--- START ---
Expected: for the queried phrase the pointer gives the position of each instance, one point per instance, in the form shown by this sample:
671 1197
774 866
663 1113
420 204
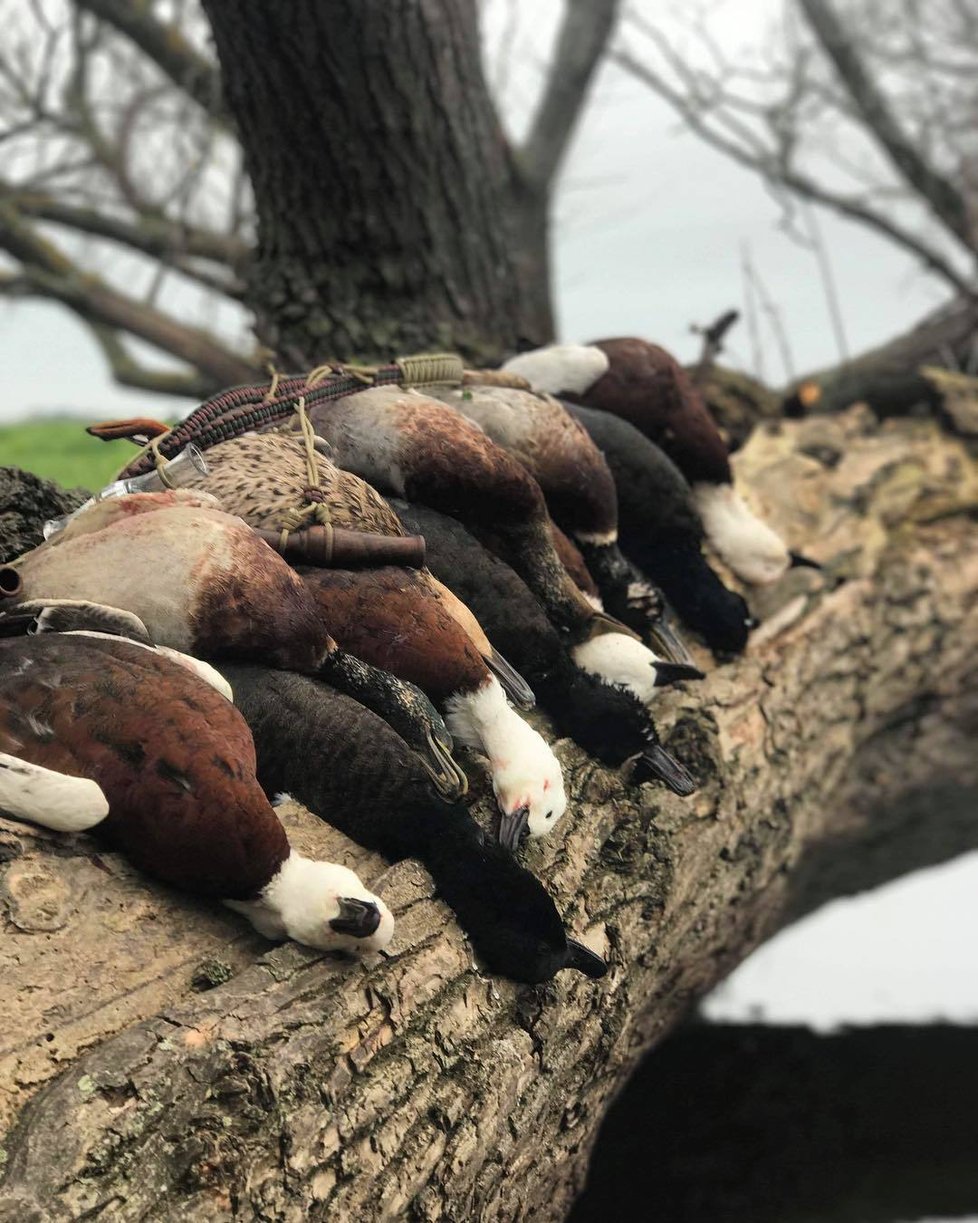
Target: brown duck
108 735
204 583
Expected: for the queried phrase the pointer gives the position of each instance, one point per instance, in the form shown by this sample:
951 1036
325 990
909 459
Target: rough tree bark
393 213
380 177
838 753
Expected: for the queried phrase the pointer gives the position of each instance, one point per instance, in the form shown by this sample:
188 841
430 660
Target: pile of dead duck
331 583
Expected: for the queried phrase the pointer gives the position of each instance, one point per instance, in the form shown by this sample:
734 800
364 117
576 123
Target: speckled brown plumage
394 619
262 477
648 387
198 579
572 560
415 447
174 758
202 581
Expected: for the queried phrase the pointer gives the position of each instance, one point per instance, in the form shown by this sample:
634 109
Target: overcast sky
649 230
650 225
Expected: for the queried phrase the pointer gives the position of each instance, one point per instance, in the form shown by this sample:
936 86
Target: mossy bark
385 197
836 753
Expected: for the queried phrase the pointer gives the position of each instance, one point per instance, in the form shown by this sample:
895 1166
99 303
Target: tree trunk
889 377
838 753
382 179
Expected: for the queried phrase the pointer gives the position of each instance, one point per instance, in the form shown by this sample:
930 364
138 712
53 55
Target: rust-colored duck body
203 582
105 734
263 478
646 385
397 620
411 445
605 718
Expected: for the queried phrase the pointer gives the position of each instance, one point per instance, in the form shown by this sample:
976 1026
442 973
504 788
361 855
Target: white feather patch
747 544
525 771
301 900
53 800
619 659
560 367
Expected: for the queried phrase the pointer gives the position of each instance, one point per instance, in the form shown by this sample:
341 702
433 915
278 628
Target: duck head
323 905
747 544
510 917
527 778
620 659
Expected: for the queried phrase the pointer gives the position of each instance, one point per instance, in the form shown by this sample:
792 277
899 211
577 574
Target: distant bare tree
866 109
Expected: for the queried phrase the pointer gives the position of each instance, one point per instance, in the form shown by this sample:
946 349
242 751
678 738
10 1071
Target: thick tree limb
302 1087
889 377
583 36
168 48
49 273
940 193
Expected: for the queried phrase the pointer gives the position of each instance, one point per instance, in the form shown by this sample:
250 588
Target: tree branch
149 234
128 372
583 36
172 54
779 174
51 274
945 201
--- END ---
--- START ---
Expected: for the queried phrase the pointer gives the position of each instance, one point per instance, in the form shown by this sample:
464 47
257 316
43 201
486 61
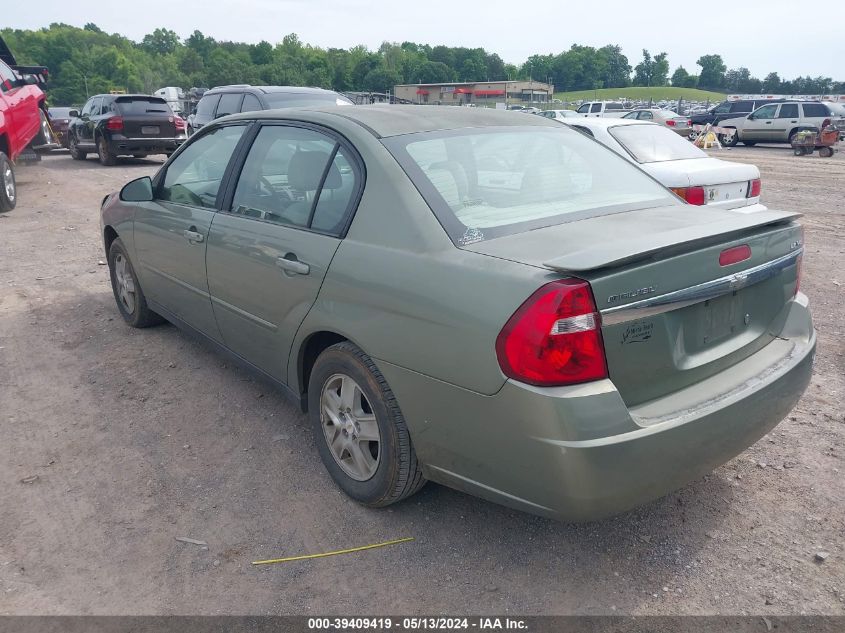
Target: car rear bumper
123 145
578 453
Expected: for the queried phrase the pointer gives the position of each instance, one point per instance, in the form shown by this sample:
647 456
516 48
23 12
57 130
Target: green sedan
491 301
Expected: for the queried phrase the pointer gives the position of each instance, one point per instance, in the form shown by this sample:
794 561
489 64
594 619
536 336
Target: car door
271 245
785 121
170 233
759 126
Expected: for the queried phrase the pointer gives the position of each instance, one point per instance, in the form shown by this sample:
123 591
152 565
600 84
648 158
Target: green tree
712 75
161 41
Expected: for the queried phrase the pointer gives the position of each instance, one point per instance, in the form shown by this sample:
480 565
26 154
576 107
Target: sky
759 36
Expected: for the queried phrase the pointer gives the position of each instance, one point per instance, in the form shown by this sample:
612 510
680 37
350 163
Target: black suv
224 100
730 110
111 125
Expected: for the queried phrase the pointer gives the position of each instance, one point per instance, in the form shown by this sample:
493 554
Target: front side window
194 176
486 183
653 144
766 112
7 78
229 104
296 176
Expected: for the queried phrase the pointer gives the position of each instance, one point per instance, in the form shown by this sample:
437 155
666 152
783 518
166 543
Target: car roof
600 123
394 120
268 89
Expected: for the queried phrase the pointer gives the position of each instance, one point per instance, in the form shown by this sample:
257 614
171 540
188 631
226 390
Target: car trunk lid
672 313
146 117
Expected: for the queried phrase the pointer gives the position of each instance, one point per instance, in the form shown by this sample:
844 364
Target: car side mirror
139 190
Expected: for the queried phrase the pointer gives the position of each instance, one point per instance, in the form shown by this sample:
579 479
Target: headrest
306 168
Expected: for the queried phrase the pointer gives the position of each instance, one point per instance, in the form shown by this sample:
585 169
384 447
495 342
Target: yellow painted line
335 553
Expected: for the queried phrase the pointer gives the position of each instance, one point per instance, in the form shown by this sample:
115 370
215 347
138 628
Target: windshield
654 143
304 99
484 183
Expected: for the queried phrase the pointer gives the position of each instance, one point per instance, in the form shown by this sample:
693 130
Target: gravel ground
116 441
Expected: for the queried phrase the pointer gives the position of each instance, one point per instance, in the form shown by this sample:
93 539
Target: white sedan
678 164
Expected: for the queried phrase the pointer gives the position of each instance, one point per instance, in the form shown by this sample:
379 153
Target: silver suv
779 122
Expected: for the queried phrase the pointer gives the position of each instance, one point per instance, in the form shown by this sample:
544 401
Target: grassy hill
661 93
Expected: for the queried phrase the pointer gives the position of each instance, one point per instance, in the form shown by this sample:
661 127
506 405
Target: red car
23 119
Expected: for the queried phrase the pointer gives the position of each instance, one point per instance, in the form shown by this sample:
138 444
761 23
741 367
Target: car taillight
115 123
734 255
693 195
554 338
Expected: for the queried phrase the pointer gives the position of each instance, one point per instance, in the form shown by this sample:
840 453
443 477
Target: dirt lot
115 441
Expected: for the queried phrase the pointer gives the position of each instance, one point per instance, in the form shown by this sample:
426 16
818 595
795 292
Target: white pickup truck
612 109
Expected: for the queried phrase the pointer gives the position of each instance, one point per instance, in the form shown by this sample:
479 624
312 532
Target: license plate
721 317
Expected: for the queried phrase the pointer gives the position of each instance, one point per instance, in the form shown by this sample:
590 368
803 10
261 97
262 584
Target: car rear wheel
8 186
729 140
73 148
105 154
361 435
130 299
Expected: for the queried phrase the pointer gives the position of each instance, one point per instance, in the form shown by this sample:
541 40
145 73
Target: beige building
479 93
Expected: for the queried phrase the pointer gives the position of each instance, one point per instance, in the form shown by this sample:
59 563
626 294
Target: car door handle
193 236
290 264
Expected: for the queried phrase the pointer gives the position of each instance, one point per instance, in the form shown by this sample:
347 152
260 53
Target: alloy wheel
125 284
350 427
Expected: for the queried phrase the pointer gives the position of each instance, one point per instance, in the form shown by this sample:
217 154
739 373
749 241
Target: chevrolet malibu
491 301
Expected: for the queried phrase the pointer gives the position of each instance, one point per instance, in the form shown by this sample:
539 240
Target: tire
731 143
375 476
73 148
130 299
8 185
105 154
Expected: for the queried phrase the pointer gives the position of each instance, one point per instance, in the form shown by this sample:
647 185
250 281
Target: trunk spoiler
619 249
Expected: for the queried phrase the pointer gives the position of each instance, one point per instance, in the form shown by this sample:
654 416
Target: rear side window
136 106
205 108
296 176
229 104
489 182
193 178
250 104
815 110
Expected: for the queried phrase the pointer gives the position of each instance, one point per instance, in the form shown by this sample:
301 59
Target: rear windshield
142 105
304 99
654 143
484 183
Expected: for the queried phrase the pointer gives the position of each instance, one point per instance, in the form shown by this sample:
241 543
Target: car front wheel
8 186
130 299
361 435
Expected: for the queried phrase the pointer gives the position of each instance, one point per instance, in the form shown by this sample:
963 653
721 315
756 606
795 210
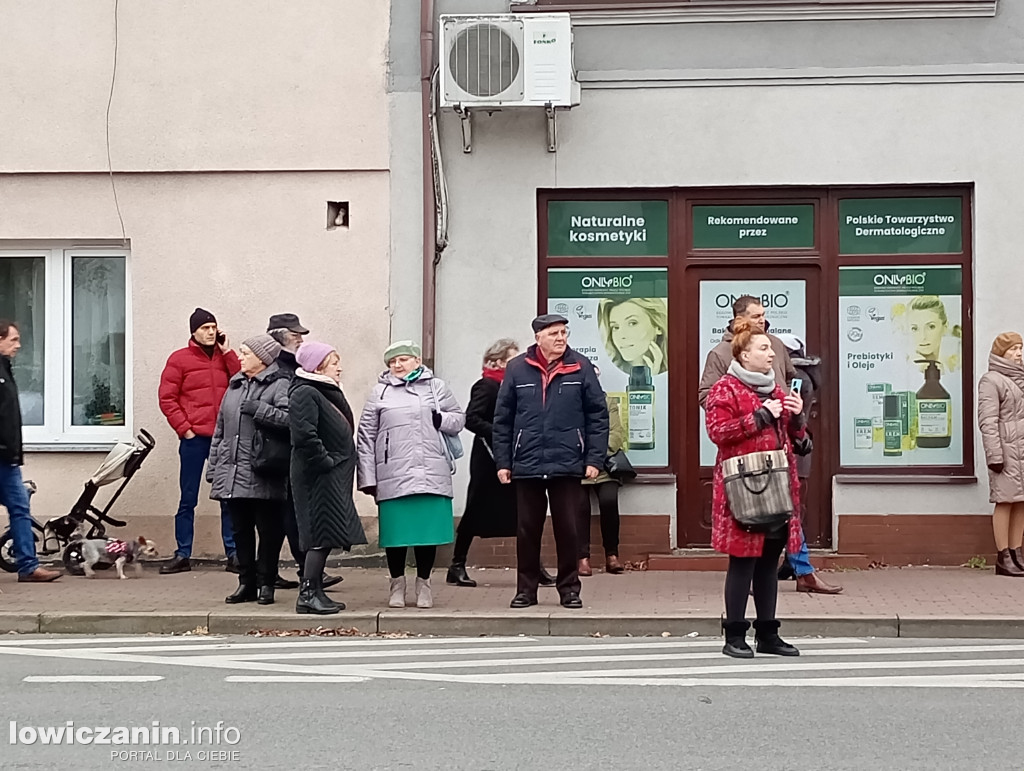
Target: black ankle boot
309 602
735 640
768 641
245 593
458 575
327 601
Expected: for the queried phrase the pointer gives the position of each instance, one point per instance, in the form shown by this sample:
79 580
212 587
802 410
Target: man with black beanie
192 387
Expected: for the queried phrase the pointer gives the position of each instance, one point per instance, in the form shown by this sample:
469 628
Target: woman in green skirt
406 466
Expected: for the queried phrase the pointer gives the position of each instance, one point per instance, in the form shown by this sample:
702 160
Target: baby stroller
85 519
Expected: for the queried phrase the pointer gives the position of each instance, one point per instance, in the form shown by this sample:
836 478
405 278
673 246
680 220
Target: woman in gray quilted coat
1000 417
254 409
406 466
--- END ---
--- START ---
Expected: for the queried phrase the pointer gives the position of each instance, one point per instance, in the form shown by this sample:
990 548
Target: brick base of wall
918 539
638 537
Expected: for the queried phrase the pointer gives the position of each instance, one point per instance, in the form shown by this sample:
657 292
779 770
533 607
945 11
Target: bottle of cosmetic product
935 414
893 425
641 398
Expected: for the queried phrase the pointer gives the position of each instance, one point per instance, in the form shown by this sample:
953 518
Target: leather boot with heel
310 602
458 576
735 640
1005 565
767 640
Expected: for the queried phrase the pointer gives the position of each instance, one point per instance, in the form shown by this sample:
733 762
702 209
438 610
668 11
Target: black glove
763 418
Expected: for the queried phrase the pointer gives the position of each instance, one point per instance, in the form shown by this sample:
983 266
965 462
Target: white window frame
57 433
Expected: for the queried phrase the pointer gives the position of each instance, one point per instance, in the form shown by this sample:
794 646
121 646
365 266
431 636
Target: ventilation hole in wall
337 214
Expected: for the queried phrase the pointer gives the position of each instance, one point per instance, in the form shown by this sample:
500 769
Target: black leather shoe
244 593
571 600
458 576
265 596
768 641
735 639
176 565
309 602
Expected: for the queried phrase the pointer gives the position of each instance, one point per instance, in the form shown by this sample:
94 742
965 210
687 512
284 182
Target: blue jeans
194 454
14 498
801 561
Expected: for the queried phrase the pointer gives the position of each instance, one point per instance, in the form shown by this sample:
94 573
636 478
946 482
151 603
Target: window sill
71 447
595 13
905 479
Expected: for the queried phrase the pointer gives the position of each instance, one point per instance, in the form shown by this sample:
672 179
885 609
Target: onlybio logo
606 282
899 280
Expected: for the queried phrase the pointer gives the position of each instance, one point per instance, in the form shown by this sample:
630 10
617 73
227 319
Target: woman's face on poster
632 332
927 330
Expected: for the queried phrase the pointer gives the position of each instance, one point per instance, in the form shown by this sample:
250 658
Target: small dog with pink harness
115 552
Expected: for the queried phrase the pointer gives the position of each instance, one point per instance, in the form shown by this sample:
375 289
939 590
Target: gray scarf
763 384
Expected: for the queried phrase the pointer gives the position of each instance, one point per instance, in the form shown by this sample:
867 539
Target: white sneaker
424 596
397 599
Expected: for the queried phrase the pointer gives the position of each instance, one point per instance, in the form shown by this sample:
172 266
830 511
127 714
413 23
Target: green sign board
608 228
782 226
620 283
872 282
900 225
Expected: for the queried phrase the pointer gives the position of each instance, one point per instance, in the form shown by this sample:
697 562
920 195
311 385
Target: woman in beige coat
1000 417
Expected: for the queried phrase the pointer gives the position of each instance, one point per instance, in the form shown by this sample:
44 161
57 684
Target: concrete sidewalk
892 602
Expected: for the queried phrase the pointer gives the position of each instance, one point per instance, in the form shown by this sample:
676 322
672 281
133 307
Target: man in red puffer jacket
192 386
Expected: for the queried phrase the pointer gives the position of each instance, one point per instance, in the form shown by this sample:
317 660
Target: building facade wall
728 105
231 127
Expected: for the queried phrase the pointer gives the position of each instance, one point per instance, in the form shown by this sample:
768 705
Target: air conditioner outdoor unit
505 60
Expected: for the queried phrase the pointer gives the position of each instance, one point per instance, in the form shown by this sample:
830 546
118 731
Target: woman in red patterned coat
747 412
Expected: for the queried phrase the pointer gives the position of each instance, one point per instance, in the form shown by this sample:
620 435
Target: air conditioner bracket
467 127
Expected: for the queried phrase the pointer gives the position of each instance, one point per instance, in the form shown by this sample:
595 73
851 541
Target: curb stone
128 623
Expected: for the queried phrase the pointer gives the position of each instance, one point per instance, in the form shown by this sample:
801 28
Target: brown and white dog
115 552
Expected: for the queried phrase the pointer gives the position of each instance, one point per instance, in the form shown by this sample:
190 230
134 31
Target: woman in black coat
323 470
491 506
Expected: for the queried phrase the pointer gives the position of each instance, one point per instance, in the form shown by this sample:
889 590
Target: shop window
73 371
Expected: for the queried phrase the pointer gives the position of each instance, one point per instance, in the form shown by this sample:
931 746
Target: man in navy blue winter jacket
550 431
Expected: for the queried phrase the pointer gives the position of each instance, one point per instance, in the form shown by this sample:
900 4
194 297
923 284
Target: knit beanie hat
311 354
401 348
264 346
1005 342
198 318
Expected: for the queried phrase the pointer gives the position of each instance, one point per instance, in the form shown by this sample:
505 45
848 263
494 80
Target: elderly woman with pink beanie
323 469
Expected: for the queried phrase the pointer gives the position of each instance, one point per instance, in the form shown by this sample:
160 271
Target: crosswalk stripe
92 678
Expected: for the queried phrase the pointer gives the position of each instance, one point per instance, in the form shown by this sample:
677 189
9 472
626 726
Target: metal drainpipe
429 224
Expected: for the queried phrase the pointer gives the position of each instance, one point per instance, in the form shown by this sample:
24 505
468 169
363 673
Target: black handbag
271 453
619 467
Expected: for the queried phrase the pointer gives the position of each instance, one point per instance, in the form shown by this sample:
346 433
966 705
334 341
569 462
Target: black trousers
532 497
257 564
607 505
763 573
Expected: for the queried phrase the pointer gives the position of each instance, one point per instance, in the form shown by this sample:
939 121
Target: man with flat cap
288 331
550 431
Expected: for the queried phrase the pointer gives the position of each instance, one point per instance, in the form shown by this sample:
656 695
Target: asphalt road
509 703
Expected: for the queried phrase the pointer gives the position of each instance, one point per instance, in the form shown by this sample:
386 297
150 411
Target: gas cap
--- END ---
__WORK REQUIRED__: Your answer should be the lines of the listing above between the line holding "Target: crosswalk stripe" and the line holding "Target: gas cap", inclusive, restated word for word and alone.

__RESPONSE TO THIS EXERCISE__:
Target: crosswalk stripe
92 678
Expected: for the queried phrase the pointer gives the position of each instance, one point per instance, in the form shown by this sample:
677 189
9 472
626 726
Target: metal drainpipe
429 224
Expected: for the queried phrase the pointer gives the position of each instance, one point per instance, in the form shown by this sample:
24 505
468 169
363 673
Target: black handbag
271 453
619 467
Expected: for the queried phrase the pointer gives the position of each instance, one point per instance, in the form shown by this sample:
346 433
966 705
334 341
569 462
Target: black trousers
532 497
257 564
607 505
763 573
Expected: for the queried phrase the pointer gives the position of each instance, one point per instance, in the form shown by this sample:
939 121
Target: man with flat cap
288 331
550 431
Expected: for the queried phrase the pointer gives the position of each instance, one point per instance, in the form shown by this sample:
656 695
Target: asphalt road
509 703
Expected: for the queried phrase the pointer gives the position of each instance, one point per instance, in the form shown by this sample:
386 297
150 411
Target: gas cap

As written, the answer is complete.